» **WHAT YOU NEED TO DO**:
Revise the items below by changing each "Mark all instances of" to "Draw a box around every", and leave every other part of them unchanged.

» **MATERIAL FOR THIS EXERCISE**:

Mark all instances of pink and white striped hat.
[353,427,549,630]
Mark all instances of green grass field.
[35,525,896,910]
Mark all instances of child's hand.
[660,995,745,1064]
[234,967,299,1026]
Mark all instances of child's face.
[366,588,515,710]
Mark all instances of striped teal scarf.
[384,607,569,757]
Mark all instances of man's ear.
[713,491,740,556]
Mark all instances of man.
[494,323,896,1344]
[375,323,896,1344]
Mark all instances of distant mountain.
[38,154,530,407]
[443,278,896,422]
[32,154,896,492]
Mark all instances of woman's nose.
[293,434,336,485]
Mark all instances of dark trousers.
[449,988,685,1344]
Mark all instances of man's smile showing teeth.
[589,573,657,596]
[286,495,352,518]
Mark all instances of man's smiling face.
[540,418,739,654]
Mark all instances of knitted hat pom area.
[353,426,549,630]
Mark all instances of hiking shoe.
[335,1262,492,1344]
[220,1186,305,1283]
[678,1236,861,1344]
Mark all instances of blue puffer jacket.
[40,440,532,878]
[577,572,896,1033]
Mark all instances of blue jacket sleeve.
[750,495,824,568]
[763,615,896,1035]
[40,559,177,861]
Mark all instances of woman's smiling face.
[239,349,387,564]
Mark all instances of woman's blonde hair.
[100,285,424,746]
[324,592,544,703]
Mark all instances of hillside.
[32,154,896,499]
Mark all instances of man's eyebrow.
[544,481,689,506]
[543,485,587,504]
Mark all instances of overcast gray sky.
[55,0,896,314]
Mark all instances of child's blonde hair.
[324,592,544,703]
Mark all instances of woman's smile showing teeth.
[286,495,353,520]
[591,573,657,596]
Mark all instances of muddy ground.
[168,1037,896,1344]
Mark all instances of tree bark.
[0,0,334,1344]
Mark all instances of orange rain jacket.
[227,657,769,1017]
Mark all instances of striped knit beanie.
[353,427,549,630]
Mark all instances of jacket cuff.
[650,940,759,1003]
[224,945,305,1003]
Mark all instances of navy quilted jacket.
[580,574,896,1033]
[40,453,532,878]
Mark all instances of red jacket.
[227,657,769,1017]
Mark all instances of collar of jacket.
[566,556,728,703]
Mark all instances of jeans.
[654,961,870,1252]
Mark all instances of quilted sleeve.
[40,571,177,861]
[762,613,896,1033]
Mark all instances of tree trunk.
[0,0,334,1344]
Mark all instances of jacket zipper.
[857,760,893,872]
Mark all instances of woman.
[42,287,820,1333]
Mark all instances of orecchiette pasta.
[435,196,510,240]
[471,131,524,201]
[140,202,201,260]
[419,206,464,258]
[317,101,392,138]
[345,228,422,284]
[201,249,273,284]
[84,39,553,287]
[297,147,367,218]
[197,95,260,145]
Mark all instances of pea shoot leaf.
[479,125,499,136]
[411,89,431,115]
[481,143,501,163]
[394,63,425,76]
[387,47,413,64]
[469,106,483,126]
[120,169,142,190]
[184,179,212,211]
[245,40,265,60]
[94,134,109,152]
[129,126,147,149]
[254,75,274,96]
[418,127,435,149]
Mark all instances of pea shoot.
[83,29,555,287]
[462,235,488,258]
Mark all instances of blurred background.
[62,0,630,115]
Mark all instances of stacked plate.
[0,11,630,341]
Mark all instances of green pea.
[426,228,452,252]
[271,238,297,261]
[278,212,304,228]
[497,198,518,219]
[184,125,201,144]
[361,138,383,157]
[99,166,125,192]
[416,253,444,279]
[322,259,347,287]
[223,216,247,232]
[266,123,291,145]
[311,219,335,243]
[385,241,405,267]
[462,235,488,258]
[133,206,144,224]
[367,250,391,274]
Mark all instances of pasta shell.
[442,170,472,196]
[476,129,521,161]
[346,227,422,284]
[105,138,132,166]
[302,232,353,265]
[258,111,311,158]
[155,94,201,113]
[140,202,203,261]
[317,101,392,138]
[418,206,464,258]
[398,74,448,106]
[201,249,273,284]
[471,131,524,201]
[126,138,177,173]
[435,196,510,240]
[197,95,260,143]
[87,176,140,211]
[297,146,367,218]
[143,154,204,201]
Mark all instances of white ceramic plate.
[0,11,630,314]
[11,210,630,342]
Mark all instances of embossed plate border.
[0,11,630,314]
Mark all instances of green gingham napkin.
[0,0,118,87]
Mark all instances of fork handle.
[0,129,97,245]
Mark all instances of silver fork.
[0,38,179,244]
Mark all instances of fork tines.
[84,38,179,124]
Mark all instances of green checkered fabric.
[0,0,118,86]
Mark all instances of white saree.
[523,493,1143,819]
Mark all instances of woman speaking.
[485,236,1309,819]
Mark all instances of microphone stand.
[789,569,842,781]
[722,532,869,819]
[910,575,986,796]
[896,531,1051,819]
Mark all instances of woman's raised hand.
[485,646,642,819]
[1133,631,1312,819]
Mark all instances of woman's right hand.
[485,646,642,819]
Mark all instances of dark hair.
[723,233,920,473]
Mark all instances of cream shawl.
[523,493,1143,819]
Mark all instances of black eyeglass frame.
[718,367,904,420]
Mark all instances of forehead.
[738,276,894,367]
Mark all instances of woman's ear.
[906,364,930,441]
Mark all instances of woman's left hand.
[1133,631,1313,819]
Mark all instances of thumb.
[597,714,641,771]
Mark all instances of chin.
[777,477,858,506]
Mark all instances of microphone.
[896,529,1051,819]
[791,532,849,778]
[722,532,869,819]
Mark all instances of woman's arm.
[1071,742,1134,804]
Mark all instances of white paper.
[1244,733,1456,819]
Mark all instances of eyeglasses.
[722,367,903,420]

» **THE ANSWER**:
Draw a box around every pink and white striped hat.
[353,427,549,630]
Draw a box around every green grass field.
[35,525,896,910]
Draw a box around every child's hand.
[660,995,745,1064]
[234,967,299,1026]
Draw a box around every child's face.
[366,588,515,710]
Draw a box around every striped teal scarf.
[384,607,569,757]
Draw a box around every man's ear.
[713,491,740,556]
Draw a box around every man.
[494,323,896,1344]
[375,323,896,1344]
Draw a box around every distant mountain.
[38,154,530,407]
[443,278,896,422]
[32,154,896,492]
Draw a box around every woman's nose.
[293,434,336,485]
Draw a box around every dark trousers.
[449,988,685,1344]
Draw a box around every man's smile showing teeth.
[589,573,657,596]
[286,495,352,518]
Draw a box around every man's smiling face.
[540,418,739,654]
Draw a box around every knitted hat pom area.
[353,426,549,630]
Draw a box around every hiking shoe.
[335,1262,492,1344]
[220,1186,305,1283]
[678,1236,861,1344]
Draw a box around every blue puffer jacket.
[40,440,532,878]
[577,572,896,1033]
Draw a box around every blue jacket sleeve.
[750,495,824,568]
[763,615,896,1035]
[40,559,177,861]
Draw a box around every woman's smiling face.
[239,349,387,564]
Draw a box around every woman's blonde hair.
[100,285,424,746]
[324,592,544,703]
Draw a box around every hillside.
[32,154,896,499]
Draw a box around every man's eyebrow.
[544,481,689,506]
[543,485,587,504]
Draw a box around every overcast gray sky.
[55,0,896,314]
Draw a box around every child's blonde hair.
[324,592,544,703]
Draw a box around every woman's smile showing teeth.
[286,495,353,520]
[591,573,657,596]
Draw a box around every muddy ground.
[168,1037,896,1344]
Draw a box around every tree bark.
[0,0,334,1344]
Draw a box around every orange rain jacket.
[227,657,769,1017]
Draw a box around every striped knit beanie.
[353,427,549,630]
Draw a box around every jacket cuff.
[650,940,759,1003]
[224,945,305,1003]
Draw a box around every navy quilted jacket.
[580,574,896,1033]
[40,453,532,878]
Draw a box around every red jacket.
[227,657,769,1017]
Draw a box around every collar of jacket.
[566,556,728,703]
Draw a box around every jeans.
[654,961,870,1252]
Draw a box around every quilted sleeve.
[40,571,177,861]
[762,613,896,1033]
Draw a box around every tree trunk.
[0,0,334,1344]
Draw a box around every jacket zipper.
[857,760,893,872]
Draw a box around every woman.
[42,287,820,1333]
Draw a box around every orecchiette pasta.
[435,196,510,240]
[471,131,524,201]
[140,202,201,260]
[419,206,464,258]
[317,101,392,138]
[345,228,422,284]
[201,249,273,284]
[84,39,553,287]
[297,147,367,218]
[197,95,260,145]
Draw a box around every pea shoot leaf.
[479,125,499,136]
[411,89,431,115]
[481,143,501,163]
[394,63,425,76]
[387,47,413,64]
[469,106,483,126]
[120,169,142,190]
[184,179,212,211]
[245,40,265,60]
[94,134,109,152]
[129,126,147,149]
[254,75,274,96]
[418,127,435,149]
Draw a box around every pea shoot.
[83,29,555,287]
[462,235,488,258]
Draw a box around every blurred background.
[62,0,630,115]
Draw a box around every stacked plate.
[0,11,630,341]
Draw a box around every green pea.
[426,228,452,252]
[271,238,297,261]
[278,212,304,228]
[497,198,518,219]
[184,125,201,144]
[361,138,383,157]
[99,166,125,192]
[416,253,444,279]
[322,259,347,287]
[223,216,247,232]
[266,123,291,145]
[311,219,335,243]
[385,241,405,267]
[462,235,488,258]
[133,206,144,224]
[367,250,391,274]
Draw a box around every pasta shell.
[442,170,472,196]
[476,129,521,161]
[346,227,422,284]
[105,138,132,166]
[302,232,353,265]
[258,111,311,158]
[155,94,201,113]
[140,202,203,261]
[317,101,392,138]
[418,206,464,258]
[398,74,448,106]
[201,249,273,284]
[471,131,524,201]
[126,138,177,173]
[435,196,510,240]
[197,95,260,143]
[87,176,140,211]
[297,146,367,218]
[143,154,204,201]
Draw a box around every white ceramic plate.
[0,11,630,314]
[11,210,630,342]
Draw a box around every embossed plate border.
[0,11,630,314]
Draw a box around every green gingham napkin.
[0,0,118,87]
Draw a box around every fork handle.
[0,129,97,245]
Draw a box around every silver fork.
[0,38,179,244]
Draw a box around every fork tines.
[84,38,179,124]
Draw a box around every green checkered fabric.
[0,0,118,86]
Draw a box around every white saree.
[523,493,1143,819]
Draw a box around every woman speaking.
[485,236,1309,819]
Draw a box around every microphone stand.
[789,569,842,781]
[722,532,869,819]
[910,575,986,796]
[896,531,1051,819]
Draw a box around every woman's raised hand.
[485,646,642,819]
[1133,631,1312,819]
Draw a box around every woman's right hand.
[485,646,642,819]
Draw a box around every dark hair.
[723,233,920,473]
Draw a box around every cream shawl.
[523,493,1143,819]
Draw a box around every black eyeglass frame.
[718,367,904,420]
Draw a box around every forehead.
[738,276,894,367]
Draw a box around every woman's ear.
[906,364,930,441]
Draw a box around every woman's left hand.
[1133,631,1313,819]
Draw a box around every thumb.
[597,714,641,771]
Draw a box around every chin.
[777,477,858,506]
Draw a box around every microphone.
[896,529,1051,819]
[791,532,849,778]
[722,532,869,819]
Draw a box around every woman's arm.
[1071,742,1134,804]
Draw a box around every white paper.
[1244,733,1456,819]
Draw a box around every eyeglasses.
[722,367,903,420]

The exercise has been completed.